— START MATERIAL PROVIDED —

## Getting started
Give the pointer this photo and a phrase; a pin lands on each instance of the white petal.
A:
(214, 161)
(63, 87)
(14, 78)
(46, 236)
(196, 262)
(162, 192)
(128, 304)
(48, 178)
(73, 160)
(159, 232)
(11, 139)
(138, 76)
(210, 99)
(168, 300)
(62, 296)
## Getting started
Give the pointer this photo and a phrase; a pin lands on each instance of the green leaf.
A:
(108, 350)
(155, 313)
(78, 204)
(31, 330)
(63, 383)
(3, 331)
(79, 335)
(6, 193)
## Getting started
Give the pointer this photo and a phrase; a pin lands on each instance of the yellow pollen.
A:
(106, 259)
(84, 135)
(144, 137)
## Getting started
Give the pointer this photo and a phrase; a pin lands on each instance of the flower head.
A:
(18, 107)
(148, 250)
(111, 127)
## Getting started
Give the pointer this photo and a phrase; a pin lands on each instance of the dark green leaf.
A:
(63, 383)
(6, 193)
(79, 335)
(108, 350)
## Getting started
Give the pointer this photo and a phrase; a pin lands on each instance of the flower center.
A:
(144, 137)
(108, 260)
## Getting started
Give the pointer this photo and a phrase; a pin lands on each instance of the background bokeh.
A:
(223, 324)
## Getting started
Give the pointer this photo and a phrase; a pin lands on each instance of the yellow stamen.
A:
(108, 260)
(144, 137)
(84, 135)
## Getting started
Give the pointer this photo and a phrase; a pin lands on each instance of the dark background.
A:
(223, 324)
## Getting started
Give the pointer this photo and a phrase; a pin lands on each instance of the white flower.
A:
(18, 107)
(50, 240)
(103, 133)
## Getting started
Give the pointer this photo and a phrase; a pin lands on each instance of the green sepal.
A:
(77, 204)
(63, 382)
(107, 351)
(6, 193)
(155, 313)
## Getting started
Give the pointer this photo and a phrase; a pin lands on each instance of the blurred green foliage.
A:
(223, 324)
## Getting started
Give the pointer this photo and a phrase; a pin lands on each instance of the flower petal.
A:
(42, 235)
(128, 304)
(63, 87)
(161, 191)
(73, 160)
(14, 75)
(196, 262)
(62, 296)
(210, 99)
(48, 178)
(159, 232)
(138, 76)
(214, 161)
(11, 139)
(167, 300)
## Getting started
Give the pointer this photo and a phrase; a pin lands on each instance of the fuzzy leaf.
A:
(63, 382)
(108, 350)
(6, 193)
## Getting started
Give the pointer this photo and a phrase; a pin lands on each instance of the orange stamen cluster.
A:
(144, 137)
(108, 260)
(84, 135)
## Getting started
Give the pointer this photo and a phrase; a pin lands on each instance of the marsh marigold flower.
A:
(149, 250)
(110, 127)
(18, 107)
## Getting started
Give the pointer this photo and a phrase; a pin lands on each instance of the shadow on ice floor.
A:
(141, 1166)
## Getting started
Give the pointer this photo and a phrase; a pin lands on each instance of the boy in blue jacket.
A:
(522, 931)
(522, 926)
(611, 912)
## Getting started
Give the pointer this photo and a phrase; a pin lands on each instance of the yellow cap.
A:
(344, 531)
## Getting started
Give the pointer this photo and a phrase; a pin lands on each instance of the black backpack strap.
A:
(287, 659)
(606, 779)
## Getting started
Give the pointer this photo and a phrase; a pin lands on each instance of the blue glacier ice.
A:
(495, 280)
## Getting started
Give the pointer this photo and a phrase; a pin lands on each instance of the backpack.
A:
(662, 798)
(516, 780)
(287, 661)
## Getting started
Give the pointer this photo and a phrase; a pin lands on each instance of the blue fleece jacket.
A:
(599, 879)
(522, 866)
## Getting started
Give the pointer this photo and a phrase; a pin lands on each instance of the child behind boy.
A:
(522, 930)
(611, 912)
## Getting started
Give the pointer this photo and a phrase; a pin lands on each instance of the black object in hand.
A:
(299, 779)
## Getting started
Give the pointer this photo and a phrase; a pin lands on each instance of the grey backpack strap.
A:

— END MATERIAL PROVIDED —

GIVEN TASK>
Return the material exactly as it stands.

THE COMPLETED TASK>
## Getting started
Give the pointer this photo and a phrase; a pin lands on each instance of the white petal.
A:
(214, 161)
(63, 87)
(14, 78)
(46, 236)
(196, 262)
(162, 192)
(128, 304)
(48, 178)
(73, 160)
(159, 232)
(11, 139)
(138, 76)
(210, 99)
(168, 300)
(62, 296)
## Getting started
Give the pointer this photo and a phrase; a pin lands on each instance of the green leaf.
A:
(108, 350)
(155, 313)
(78, 204)
(31, 330)
(63, 383)
(3, 331)
(79, 335)
(6, 193)
## Getting started
Give the pointer this photo and a phrase; a pin lands on each instance of the yellow pollen.
A:
(106, 259)
(84, 135)
(144, 137)
## Getting started
Give the pointer this photo and a phrase; a pin lands on each instance of the flower head.
A:
(18, 107)
(148, 250)
(111, 127)
## Getting started
Give the pointer this photo and a phrase; a pin lands on each instance of the dark green leaf.
A:
(63, 383)
(6, 193)
(79, 335)
(108, 350)
## Getting started
Give the pointer this photo and a phrase; a pin lands on each instance of the flower center.
A:
(144, 137)
(108, 260)
## Getting started
Give the pointer this photo and a phrase; a pin lands on each instance of the background bokeh.
A:
(223, 324)
## Getting started
Give the pointer this photo and a phrase; a pin lands on each instance of the yellow stamen.
A:
(108, 260)
(144, 137)
(84, 135)
## Getting started
Give the pointer this photo and a phrase; a pin lands on each instance of the dark background.
A:
(223, 324)
## Getting started
Give the pointer this photo and a phrase; a pin lands on each instance of the white flower.
A:
(18, 107)
(50, 240)
(103, 133)
## Getting started
Give the pointer this photo and a phrase; a pin lands on each instance of the green sepal.
A:
(77, 204)
(63, 382)
(107, 351)
(6, 193)
(155, 313)
## Getting started
Give the pointer this photo and a phrase; a pin lands on each instance of the blurred green foliage.
A:
(223, 324)
## Getting started
Give the pointer this photo and a phrase; a pin lands on each instance of the flower petal.
A:
(42, 235)
(128, 304)
(63, 87)
(161, 191)
(73, 160)
(14, 75)
(196, 262)
(62, 296)
(210, 99)
(48, 178)
(159, 232)
(138, 76)
(214, 161)
(11, 139)
(167, 300)
## Getting started
Give the pointer this photo and a phrase; a pin lands on each instance of the fuzzy leaf.
A:
(63, 382)
(108, 350)
(6, 193)
## Getting started
Give the pointer this photo and a phrase; a pin lands on each instance of the orange stamen cluster.
A:
(144, 137)
(108, 260)
(84, 135)
## Getting started
Give the pointer this photo and a phrase; a pin lands on each instance of the marsh marigold flower.
A:
(149, 250)
(110, 127)
(18, 107)
## Getting started
Give the pointer this photo and a phrase; a pin lands on each instance of the shadow on ice floor.
A:
(141, 1166)
## Getting started
Give the pointer this photo and a phrase; a pin lands on each instance of the boy in blue jacket.
A:
(522, 931)
(522, 926)
(611, 912)
## Getting started
Give the pointer this photo and a phrase; a pin lands on each instance of the yellow cap.
A:
(344, 531)
## Getting started
Give the pointer this photo and a phrase; a pin lands on each instance of the black backpack strap.
A:
(287, 659)
(606, 779)
## Getting started
Give the pointer this photo and a phrase; a pin lands on each instance of the blue glacier ice.
A:
(495, 280)
## Getting started
Give the pointer this photo and a phrase; a pin lands on each instance of the backpack.
A:
(662, 798)
(516, 780)
(287, 661)
## Getting started
Give the pointer this photo and a phrase; a pin lands on each instance of the blue fleece jacket.
A:
(599, 879)
(522, 866)
## Getting started
Give the pointer this photo and a phrase; a pin lands on each instance of the child behind boy.
A:
(522, 930)
(611, 912)
## Getting started
Give the pointer this photo and a phrase; a pin lands on each instance of the black object in hand.
A:
(299, 779)
## Getting started
Give the pointer this photo and a phrase; a pin lands on each instance of the grey backpack strap.
A:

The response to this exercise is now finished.